=== Data supplied ===

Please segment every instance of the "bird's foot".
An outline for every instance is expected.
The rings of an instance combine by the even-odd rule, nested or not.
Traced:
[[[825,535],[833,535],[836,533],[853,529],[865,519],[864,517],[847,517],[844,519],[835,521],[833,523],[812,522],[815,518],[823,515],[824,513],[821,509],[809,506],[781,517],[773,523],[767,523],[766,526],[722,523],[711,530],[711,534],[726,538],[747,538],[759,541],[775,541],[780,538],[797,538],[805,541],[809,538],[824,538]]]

===

Count how many lines of the listing above contain the word "every", and reply with only that number.

2